Pages

Wednesday, May 10, 2006

The Truth About Iraq I: Tommy's Kids

I would know Tommy's signature swayback limp anywhere -- even a quarter mile away. So when I saw him heading in my direction the other day I waited until he caught up to me.

Tommy, who was an ace 1st Cavalry Division helicopter mechanic, is one of my few surviving Vietnam veteran friends. I hadn't seen him in a couple of years and asked him how he was doing.

"Busy," he replied, "We're doing three or four funerals a week."

Tommy is a member of the color guard at an American Legion Post, which does its thing at funerals and memorial services for veterans, a fair number of them at the state vets cemetery, which is the final resting place of four former drinking buddies of Tommy and myself.

"Most of the fellas we bury are Vietnam era, but we get a few Korean and WW2 vets," Tommy explained, stretching each "W" as he said "WW2" as has always been his wont.

"Then there are the kids who get killed in Iraq. They're there ones who really hurt."

* * * * *

Some 2,423 American soldiers have been killed in Iraq, most of them kids, and yes, it really hurts.

There are a fair number of people who belong to the Let Bygones Be Bygones School, and I count among them a few of my otherwise righeteous friends.

These people acknowledge that the war in Iraq was built on a bloody tissue of lies, but say that we need to look forward and not back. America needs to find a way to extricate itself from a conflict that even the most optimistic observers now say may have a decade or more to run. Extricate with honor, of course.

I'm not buying.

The need to get to the bottom of those lies is urgent. It is no less important than understanding what happened at Pearl Harbor, in Vietnam or in apartheid South African or totalitarian Chilean, both of which went through the painful but necessary cartharsis that truth and reconciliation commissions can provide.

It is perhaps naive of me to think that those four drinking buddies would be alive today had there been an honest effort . . . hell, any effort to make a reckoning of the Vietnam War.
One of the four skippered a riverine boat straight out of "Apocalypse Now." He was involved in some unspeakably horrible sh*t and I'm not sure that the work of any bunch of officials would have eased the demons that populated his nights or the pain he carried through his days. Two others, I'm sure, died of exposure to Agent Orange. Ditto for them. The fourth drank himself to death. Ditto for him, too.

**Pointing dataset excerpts:**
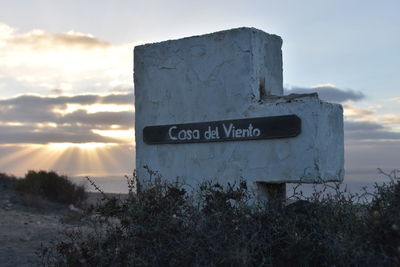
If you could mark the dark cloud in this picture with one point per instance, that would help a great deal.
(361, 126)
(366, 131)
(86, 99)
(17, 134)
(328, 93)
(38, 116)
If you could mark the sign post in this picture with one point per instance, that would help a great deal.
(212, 107)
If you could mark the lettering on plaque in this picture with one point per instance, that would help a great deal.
(220, 131)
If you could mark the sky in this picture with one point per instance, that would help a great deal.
(66, 67)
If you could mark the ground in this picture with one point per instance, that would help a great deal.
(26, 223)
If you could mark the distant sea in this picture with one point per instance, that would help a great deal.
(354, 181)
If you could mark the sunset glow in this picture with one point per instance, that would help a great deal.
(66, 74)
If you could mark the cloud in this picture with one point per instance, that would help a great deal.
(40, 39)
(41, 62)
(368, 131)
(328, 92)
(361, 126)
(37, 119)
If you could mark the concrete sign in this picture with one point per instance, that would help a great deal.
(193, 94)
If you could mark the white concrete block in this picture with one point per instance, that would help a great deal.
(231, 75)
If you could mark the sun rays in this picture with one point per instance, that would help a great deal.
(89, 158)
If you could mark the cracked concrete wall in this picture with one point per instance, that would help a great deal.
(231, 75)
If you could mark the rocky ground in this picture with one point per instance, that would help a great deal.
(27, 223)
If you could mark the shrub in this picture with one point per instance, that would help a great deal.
(7, 181)
(165, 225)
(50, 185)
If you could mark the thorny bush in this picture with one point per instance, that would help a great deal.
(163, 224)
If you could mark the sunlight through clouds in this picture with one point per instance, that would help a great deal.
(68, 62)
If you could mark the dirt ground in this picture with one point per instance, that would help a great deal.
(27, 223)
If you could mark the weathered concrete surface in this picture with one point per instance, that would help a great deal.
(231, 75)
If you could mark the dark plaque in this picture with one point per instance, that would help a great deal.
(221, 131)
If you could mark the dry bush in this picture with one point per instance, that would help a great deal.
(164, 225)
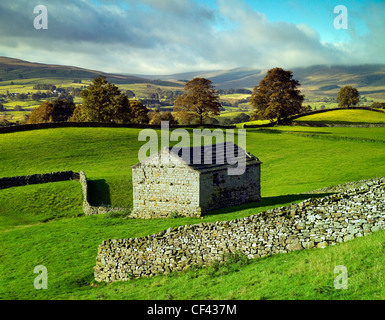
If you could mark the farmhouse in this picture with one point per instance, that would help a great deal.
(173, 182)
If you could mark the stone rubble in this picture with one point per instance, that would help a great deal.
(313, 223)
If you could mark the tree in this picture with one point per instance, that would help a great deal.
(157, 117)
(42, 113)
(56, 111)
(138, 113)
(348, 96)
(103, 102)
(200, 98)
(276, 97)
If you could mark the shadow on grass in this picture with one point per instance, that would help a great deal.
(99, 193)
(270, 202)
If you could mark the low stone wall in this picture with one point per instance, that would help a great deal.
(9, 182)
(88, 209)
(311, 223)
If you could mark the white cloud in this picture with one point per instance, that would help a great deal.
(169, 36)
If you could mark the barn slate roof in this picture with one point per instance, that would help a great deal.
(200, 158)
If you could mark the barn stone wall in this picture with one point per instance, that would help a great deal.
(160, 191)
(310, 224)
(218, 189)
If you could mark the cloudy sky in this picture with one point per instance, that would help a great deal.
(171, 36)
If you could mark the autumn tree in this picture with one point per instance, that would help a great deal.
(103, 102)
(277, 96)
(347, 97)
(42, 113)
(157, 117)
(138, 113)
(200, 98)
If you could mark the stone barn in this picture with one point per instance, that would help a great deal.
(192, 181)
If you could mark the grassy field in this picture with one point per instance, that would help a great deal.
(44, 224)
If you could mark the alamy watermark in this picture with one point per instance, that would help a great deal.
(41, 281)
(236, 158)
(341, 281)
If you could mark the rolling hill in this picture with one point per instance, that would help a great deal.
(321, 80)
(15, 69)
(316, 81)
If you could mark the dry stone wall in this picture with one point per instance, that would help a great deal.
(17, 181)
(312, 223)
(88, 209)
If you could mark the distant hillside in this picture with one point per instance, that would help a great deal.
(319, 80)
(15, 69)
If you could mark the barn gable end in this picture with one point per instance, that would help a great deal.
(171, 182)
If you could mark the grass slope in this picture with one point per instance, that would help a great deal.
(345, 116)
(43, 224)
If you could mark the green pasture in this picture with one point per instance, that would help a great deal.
(345, 116)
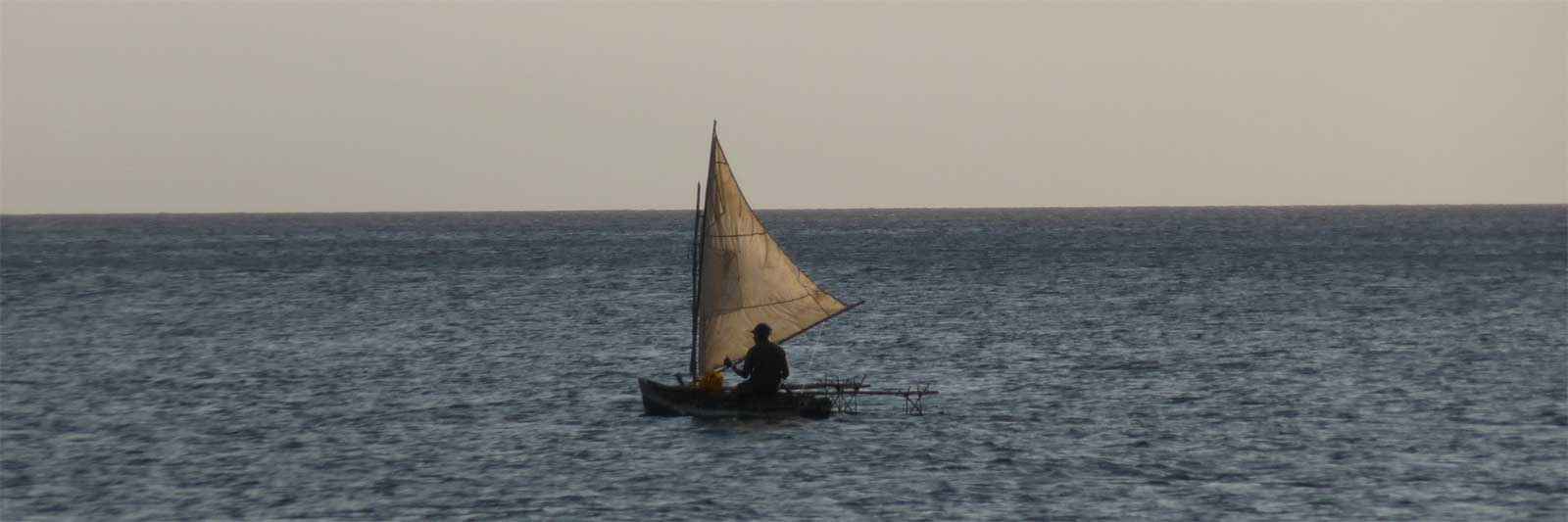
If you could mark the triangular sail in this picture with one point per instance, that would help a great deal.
(747, 278)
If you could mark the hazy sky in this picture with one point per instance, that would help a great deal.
(318, 106)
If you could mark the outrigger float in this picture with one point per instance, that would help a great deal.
(741, 278)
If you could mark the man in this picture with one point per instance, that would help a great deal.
(764, 367)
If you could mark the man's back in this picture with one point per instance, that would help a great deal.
(767, 364)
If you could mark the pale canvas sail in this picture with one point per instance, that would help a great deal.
(747, 278)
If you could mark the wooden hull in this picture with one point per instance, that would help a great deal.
(684, 400)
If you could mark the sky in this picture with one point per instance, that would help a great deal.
(493, 106)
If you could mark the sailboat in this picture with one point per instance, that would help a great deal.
(741, 278)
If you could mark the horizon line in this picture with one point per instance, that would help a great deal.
(770, 209)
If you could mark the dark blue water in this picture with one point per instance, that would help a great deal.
(1095, 364)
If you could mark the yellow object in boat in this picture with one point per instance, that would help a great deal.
(712, 383)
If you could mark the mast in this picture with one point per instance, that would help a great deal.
(697, 274)
(697, 255)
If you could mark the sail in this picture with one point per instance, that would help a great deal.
(747, 278)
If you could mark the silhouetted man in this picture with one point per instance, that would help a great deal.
(764, 367)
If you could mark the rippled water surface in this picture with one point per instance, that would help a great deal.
(1094, 364)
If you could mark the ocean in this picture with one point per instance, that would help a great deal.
(1094, 364)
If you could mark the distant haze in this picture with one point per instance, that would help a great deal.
(365, 107)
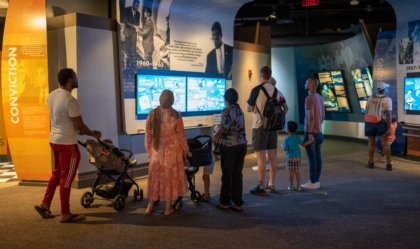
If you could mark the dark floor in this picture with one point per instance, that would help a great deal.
(356, 207)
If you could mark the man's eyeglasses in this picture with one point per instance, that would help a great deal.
(214, 38)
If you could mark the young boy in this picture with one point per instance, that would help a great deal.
(291, 146)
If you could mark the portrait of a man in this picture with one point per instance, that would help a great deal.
(219, 60)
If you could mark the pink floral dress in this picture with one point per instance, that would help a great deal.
(167, 179)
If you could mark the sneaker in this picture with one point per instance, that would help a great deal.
(271, 188)
(309, 185)
(267, 167)
(258, 191)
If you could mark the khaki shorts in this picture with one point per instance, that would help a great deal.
(264, 140)
(208, 169)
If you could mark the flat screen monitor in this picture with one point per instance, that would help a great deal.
(333, 91)
(149, 88)
(205, 94)
(412, 94)
(362, 79)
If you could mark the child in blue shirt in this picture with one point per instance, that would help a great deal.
(291, 146)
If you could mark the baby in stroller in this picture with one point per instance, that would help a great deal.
(200, 155)
(112, 163)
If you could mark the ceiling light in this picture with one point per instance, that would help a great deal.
(271, 17)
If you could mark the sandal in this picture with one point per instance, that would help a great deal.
(223, 207)
(236, 208)
(205, 199)
(45, 213)
(74, 218)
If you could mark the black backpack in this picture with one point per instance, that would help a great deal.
(272, 116)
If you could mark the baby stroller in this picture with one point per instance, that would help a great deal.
(199, 155)
(111, 162)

**Work to do:** Continue the blog post about Tommy and the war in Iraq, starting right after its final sentence.

**Exercise output:**
That so noted, there cannot be a semblance of closure for the families of the kids that Tommy helps bury until the Bush administration is held accountable for its lies about Saddam Hussein's WMDs.

It has been well over two years since the Senate Intelligence Committee was charged with investigating these lies and there's little hope that will make a good-faith effort to do so at this late date without a lot of pressure.

In 2004, Democrats on the committee agreed to hold off until on the investigation until after the election. Then committee chairman Pat Robertson, the Kansas Republican, tried to kill the investigation.

That investigation is divided into five parts:
Were there any actual WMDs?

Why didn't Bush administration statements about WMDs reflect the actual intelligence?

The Pentagon, which has usurped intelligence functions that were the province of the CIA and other agencies, was behind the WMD canard. Is it's powerful and growing intelligence arm proper and legal? (This question takes on an added urgency with the sudden resignation of CIA Director Porter Goss.)

Did any of the bum WMD intelligence come from Ahmad Chalabi, the Iraqi exile leader that administration embraced and then distanced itself from?

Why did the administration fail to anticipate a disastrous post-invasion occupation?
Here's how to contact Robertson, other committee members and your own congressfolk. Tell them that the families of Tommy's kids deserve answers.

Hell, we all do.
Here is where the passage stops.